### Work to complete
Go line by line through the data and copy those with the word "field".

(Saved entries)
====================

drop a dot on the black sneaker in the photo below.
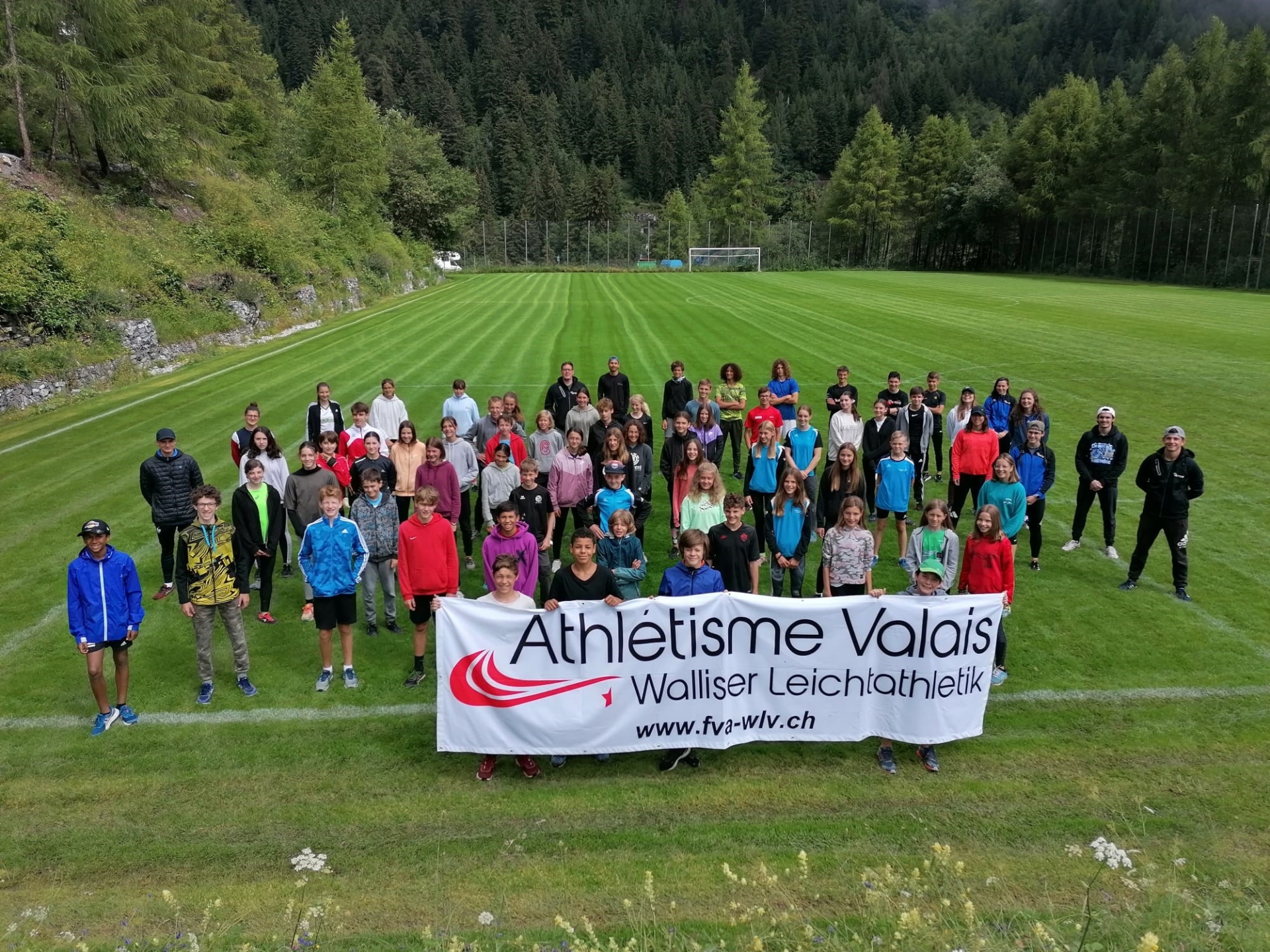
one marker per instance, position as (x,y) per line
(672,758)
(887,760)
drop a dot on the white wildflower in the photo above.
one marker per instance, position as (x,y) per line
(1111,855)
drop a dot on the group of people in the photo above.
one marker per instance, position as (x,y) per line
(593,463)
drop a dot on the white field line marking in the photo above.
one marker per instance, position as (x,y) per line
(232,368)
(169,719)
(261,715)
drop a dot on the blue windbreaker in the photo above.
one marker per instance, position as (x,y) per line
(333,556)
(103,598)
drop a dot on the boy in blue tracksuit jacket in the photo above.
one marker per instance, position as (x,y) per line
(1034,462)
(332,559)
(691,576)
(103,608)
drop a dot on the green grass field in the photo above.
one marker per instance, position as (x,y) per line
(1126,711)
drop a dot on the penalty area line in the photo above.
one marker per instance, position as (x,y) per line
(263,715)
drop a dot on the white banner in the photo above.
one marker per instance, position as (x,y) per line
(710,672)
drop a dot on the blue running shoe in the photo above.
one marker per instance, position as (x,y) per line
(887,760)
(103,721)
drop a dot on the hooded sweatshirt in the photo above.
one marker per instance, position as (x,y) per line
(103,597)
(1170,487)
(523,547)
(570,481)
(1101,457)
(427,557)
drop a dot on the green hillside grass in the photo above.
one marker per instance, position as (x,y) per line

====================

### Answer box
drop a dot on the white field line marking in the photo above.
drop a dot on the green grass field in the photo above.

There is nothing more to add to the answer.